■ **Exercise**
Where a picture appears, leave it out; copy everything else in the records exactly.

■ **Input records**
----------

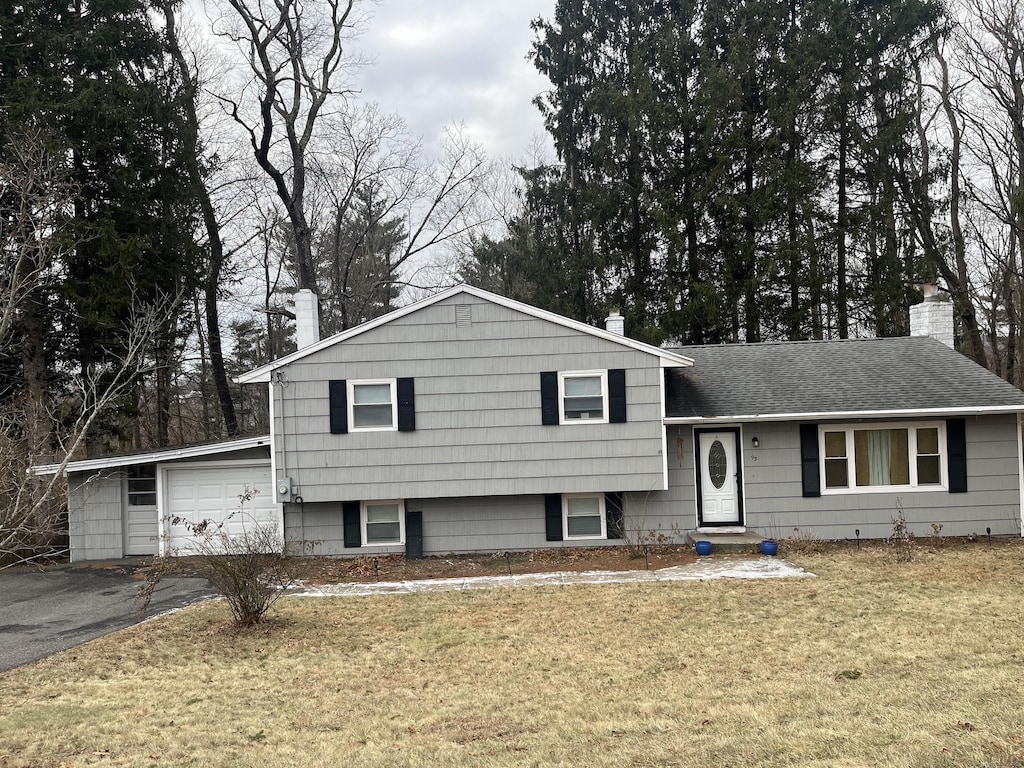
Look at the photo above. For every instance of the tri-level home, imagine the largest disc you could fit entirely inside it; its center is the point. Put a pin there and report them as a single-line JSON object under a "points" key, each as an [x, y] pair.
{"points": [[470, 422]]}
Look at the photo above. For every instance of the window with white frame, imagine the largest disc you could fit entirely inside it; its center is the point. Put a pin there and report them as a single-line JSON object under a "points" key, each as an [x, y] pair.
{"points": [[383, 522], [878, 457], [372, 406], [583, 396], [583, 516]]}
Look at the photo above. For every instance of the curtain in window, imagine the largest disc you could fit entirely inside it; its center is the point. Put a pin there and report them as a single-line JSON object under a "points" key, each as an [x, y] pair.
{"points": [[880, 456]]}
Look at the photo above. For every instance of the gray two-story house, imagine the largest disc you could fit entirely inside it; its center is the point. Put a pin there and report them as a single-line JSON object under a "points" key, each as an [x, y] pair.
{"points": [[470, 422]]}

----------

■ **The answer**
Look at the photo above. For every instance of the tri-level home, imagine the largest disc you could fit entirely inside it; its center is the point. Put a pin there and report them as a single-line JSON object under a "points" key, each as an [x, y] pair.
{"points": [[470, 422]]}
Look at the photo above. For every instance of the window with white frame, imagine the largest disc you could fit entirely inside it; its center is the point. Put a pin there and report them as a single-line JSON object under a "points" key, each as an [x, y] pair.
{"points": [[383, 522], [878, 457], [372, 406], [583, 396], [583, 516]]}
Look at the photo above. For every instance of the curtain in window, imagine the largest disc you could fit entirely inside it; its center is the point. Put a pin there and report them as a single-line JSON object under a "points" key, each as an [x, y] pair.
{"points": [[880, 456]]}
Look at the photo above. For every instance of the gray two-story house, imagine the largest disc you could fit entirely inside it; its center is the point. Put a pin there and report them as a single-line JSON object under a "points" key, each as an [x, y] pair.
{"points": [[470, 422]]}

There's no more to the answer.